Objective a
How many lines of the listing contain the word "glass" when matched case-sensitively? Reply with only the number.

Document passage
┌──
Documentaries educate and activate communities to find solutions  

The Denver Urban Spectrum staff mourns with the rest of the community for our neighbors tragically killed by guns. We are thankful for the politicians, community activists and all who are working on laws, awareness campaigns, resources, and other solutions for reducing and preventing future gun violence.

We produce articles to expose the problem of out-of-control gun ownership and shootings, but our main focus is on positive news and proactive leaders and organizations. We emphasize solutions-oriented journalism over reporting on conflict and hopelessness.

As we bring communities together through sharing stories on the printed page and online, we also recognize the power of telling stories through film. And, at this time, when we are grieving over yet more gun deaths in Colorado, we would like to share a resource for motivating community change through film.

ROCO Films licenses documentaries for screening and discussions in community settings, such as auditoriums, classrooms, libraries, nonprofits, and businesses throughout North America. The company, based in Sausalito, Calif., “empowers anyone to become a screening host,” according to its website.

ROCO Films website proclaims: We are a group of optimists who believe that sharing stories about real people and real issues makes us stronger.
└──
Objective b
Could you continue the article above on documentaries and community responses to gun violence, starting after its last sentence?

The records
┌──
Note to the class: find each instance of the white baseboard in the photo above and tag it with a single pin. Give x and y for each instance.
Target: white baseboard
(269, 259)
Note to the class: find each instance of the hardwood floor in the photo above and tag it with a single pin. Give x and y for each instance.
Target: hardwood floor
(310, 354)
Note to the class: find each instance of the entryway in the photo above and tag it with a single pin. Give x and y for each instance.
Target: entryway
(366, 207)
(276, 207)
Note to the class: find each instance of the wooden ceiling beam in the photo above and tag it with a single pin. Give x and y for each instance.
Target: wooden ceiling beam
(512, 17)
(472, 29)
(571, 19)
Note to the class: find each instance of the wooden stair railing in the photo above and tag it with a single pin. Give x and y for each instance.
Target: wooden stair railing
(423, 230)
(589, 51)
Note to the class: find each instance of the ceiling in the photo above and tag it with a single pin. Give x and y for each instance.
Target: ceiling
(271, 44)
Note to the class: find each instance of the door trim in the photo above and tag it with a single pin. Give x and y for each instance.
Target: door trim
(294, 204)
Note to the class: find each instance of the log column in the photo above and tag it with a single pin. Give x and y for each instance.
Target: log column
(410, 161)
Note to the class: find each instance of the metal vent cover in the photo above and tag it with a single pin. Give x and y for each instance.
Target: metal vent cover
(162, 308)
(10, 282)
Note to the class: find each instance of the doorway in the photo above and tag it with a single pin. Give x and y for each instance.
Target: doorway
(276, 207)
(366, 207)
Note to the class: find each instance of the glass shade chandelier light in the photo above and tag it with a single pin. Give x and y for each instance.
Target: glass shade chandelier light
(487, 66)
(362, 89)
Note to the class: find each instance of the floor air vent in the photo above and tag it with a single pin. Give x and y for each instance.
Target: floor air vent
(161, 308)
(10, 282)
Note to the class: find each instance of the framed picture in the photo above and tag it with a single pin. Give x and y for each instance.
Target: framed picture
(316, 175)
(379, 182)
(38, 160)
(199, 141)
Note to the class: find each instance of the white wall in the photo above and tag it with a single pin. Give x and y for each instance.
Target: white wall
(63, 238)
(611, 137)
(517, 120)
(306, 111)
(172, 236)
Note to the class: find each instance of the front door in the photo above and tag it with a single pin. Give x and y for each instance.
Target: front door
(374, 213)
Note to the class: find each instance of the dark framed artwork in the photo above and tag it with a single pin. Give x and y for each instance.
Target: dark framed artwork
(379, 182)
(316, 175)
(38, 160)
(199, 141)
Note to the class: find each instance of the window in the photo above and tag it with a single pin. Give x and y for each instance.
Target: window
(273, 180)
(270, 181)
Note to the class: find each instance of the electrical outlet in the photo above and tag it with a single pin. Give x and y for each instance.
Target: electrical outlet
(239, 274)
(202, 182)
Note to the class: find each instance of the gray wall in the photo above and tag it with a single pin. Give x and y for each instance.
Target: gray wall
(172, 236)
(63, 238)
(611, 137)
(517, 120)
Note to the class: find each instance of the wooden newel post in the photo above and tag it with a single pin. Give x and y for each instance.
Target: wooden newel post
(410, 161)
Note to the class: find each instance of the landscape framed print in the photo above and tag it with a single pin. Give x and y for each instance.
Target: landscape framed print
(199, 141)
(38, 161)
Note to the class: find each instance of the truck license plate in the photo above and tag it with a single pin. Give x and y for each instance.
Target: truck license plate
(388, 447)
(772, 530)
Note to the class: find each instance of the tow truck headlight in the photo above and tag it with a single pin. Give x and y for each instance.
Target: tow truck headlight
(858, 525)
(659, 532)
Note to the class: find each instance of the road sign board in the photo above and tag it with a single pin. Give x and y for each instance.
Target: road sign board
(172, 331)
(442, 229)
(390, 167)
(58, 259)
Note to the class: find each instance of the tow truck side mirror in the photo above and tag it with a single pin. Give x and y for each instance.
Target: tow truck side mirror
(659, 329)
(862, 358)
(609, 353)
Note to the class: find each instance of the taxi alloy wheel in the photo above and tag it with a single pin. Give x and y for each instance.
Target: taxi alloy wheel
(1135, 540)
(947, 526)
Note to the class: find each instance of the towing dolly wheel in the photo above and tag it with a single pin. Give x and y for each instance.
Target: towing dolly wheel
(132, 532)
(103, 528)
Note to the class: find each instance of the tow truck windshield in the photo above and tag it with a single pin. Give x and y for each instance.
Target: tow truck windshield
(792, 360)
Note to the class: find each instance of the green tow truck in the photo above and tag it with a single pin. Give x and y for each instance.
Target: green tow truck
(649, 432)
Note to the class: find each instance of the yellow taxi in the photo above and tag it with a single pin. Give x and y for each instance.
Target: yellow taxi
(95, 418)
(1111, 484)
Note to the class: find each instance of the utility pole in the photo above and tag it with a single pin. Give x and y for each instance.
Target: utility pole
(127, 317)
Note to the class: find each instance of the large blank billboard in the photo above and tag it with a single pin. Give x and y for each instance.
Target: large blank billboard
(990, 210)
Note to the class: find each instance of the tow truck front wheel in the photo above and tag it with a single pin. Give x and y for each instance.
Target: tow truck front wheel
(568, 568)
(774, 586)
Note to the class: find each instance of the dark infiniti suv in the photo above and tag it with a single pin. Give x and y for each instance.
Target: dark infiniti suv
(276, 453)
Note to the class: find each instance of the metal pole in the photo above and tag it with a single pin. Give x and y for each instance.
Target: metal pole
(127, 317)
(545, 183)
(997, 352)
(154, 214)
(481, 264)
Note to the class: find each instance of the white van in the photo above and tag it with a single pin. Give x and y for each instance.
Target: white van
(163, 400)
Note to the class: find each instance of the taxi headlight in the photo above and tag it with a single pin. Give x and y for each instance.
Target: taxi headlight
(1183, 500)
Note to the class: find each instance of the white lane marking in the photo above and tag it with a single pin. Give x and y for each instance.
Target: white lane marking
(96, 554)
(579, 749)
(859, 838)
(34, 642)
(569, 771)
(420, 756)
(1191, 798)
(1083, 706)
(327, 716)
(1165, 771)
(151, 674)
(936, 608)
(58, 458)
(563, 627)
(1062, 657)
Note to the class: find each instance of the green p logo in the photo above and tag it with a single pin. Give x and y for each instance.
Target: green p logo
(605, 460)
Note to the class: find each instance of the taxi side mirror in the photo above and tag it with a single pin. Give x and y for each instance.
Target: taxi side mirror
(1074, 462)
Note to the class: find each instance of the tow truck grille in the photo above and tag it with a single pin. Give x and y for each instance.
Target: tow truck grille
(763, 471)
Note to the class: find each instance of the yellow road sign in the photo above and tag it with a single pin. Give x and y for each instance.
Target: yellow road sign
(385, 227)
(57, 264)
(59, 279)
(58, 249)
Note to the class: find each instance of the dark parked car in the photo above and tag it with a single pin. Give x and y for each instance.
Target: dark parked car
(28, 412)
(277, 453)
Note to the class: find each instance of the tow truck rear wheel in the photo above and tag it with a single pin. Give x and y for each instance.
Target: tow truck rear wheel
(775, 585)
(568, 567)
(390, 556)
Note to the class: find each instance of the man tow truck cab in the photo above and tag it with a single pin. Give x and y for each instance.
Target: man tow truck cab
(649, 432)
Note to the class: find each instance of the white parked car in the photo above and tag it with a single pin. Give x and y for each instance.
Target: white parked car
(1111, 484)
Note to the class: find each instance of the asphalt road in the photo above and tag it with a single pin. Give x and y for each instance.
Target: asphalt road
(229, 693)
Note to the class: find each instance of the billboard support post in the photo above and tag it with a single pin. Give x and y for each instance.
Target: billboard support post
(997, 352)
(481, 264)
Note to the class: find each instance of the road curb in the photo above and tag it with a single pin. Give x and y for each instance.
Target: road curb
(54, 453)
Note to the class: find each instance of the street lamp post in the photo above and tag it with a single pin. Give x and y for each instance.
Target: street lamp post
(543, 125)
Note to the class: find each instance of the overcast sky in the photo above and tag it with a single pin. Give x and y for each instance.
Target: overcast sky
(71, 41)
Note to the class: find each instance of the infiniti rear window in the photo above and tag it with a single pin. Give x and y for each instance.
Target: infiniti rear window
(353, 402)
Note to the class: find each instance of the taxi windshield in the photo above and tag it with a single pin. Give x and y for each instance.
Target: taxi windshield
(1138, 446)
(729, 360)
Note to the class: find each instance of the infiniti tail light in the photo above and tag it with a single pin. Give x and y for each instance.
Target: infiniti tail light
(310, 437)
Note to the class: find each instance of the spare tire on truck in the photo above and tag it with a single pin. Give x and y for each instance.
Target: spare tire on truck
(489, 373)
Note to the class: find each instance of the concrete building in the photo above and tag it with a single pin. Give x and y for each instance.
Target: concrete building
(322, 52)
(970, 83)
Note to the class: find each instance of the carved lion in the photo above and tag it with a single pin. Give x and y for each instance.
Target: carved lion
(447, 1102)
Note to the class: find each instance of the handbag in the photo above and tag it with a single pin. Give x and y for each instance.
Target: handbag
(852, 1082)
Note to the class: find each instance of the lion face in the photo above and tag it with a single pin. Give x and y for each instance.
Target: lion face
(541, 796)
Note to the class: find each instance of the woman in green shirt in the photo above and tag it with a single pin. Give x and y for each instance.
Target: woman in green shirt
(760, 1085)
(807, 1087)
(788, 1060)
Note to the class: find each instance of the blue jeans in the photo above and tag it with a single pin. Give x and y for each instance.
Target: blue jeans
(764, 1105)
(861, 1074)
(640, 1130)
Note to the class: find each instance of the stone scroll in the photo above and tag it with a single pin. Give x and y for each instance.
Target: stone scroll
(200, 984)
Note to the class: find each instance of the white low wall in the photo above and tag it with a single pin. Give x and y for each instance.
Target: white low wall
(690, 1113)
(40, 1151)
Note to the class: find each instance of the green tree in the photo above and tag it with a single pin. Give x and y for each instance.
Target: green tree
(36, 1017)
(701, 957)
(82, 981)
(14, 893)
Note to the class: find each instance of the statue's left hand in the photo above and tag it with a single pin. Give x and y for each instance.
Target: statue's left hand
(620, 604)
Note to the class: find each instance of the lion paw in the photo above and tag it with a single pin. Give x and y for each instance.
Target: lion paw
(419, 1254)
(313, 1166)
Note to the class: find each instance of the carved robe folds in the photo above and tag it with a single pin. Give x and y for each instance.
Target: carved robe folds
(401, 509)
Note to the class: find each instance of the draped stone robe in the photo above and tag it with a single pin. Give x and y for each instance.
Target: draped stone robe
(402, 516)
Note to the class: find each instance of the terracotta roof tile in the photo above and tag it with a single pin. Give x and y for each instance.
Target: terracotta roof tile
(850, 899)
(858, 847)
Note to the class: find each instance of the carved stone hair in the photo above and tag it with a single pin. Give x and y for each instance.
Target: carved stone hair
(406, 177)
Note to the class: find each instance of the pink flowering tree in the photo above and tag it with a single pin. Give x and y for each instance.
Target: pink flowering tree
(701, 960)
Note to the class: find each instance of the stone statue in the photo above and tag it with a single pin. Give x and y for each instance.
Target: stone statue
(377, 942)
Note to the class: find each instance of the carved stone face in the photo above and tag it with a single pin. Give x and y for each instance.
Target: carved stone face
└──
Task output a
2

Task output b
Community groups and various organizations may license the documentaries for public or private screenings. The objective is to spur constructive conversation that could lead to improved understanding, positive action and effective results.

In addition to distributing the physical copies of films, ROCO distributes through its film collection through the online Film Platform, for streaming by “authenticated students and faculty of 2,000+ university libraries worldwide. One of its most well-known film producers is Participant Media, which has a large number of Academy Award® nominations and wins.

Its documentary library is diverse featuring social topics from police brutality and college-town sexual assaults to gender equity in science professions and Asian Americans in rural towns. Five films feature investigative reporting on the epidemic of gun violence in America. The film descriptions below are provided by ROCO.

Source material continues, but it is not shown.